***** LISTED ENTRIES

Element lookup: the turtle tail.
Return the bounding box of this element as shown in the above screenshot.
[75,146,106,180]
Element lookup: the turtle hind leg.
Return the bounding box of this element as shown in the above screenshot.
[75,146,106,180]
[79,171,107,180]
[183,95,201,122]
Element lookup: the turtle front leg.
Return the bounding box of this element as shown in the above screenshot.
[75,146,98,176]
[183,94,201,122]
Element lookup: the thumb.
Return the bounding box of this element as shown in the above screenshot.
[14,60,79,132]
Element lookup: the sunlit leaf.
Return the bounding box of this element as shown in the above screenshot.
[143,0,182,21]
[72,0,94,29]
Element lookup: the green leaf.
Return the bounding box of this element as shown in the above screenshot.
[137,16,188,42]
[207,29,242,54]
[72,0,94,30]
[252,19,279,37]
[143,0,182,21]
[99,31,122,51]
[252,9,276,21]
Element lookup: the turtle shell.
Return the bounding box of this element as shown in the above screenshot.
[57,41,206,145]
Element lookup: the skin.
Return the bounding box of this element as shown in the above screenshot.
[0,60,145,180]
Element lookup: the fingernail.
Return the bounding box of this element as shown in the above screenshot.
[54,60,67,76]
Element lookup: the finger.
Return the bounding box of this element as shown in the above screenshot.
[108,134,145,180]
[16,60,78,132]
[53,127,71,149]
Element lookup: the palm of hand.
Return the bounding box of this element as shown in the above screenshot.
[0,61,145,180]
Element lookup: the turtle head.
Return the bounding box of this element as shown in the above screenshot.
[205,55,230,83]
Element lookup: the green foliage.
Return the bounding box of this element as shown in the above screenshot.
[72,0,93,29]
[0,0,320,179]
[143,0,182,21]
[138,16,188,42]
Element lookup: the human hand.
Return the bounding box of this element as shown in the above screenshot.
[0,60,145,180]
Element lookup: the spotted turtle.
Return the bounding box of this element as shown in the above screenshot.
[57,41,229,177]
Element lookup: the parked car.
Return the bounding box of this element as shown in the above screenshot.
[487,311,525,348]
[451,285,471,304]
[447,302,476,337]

**********

WHAT THIS TASK INVOLVES: Reproduce verbatim the lines of the data above, beginning with the line that contains "Element lookup: the green leaf." and continuing through the line that contains "[54,60,67,76]", including both of those lines.

TASK RESULT:
Element lookup: the green leaf.
Return the bounding box of this element as shown in the above screenshot.
[137,16,188,42]
[207,29,242,54]
[72,0,94,30]
[252,19,279,37]
[143,0,182,21]
[99,31,122,51]
[252,9,276,21]
Element lookup: the turtle shell.
Return the bounding box of this element as shown in the above screenshot.
[57,41,206,145]
Element lookup: the skin.
Return the bounding box of this element as shown in the above screenshot.
[0,60,145,180]
Element lookup: the fingernail.
Return the bounding box of this element as shown in the above screenshot.
[54,60,67,76]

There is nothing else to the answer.